Aim – Select each line below that contains the string "dark" and copy it out; uppercase and lowercase letters must match.

Record extracts –
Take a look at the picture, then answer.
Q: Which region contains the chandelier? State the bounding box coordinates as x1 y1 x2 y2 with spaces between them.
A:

* * *

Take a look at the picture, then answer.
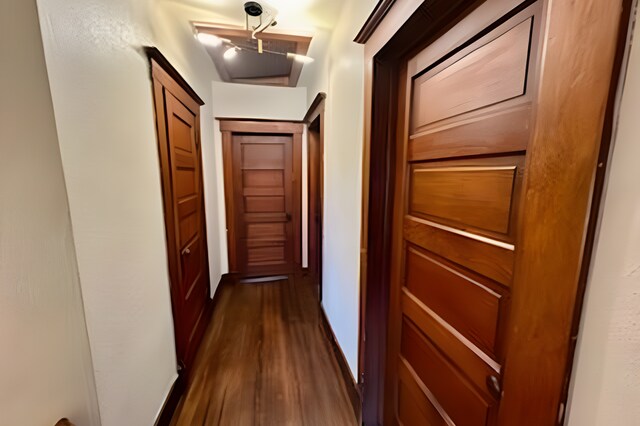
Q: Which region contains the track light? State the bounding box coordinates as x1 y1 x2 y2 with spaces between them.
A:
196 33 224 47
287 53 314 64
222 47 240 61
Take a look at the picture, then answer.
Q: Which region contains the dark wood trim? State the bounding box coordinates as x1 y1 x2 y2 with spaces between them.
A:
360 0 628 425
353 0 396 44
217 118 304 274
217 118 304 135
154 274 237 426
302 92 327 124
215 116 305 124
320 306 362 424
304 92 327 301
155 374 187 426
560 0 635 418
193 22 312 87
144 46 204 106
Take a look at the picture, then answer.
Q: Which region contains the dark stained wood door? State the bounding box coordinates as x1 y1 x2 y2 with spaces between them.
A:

* * *

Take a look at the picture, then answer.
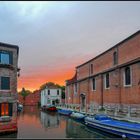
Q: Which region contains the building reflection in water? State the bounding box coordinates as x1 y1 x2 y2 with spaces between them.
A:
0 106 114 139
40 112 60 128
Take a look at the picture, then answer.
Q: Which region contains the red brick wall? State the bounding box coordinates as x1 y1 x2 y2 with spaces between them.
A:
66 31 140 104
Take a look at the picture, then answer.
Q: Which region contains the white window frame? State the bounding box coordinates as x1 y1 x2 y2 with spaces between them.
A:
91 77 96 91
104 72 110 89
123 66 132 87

Solved problem –
Q: Which region contains the dark wood trim? State the bounding box coordinates as x1 y1 x2 y2 with spaces between them.
Q: Which region contains the dark stained wood door? State the bounding box coordinates as x1 y1 x2 y2 with spaces between them.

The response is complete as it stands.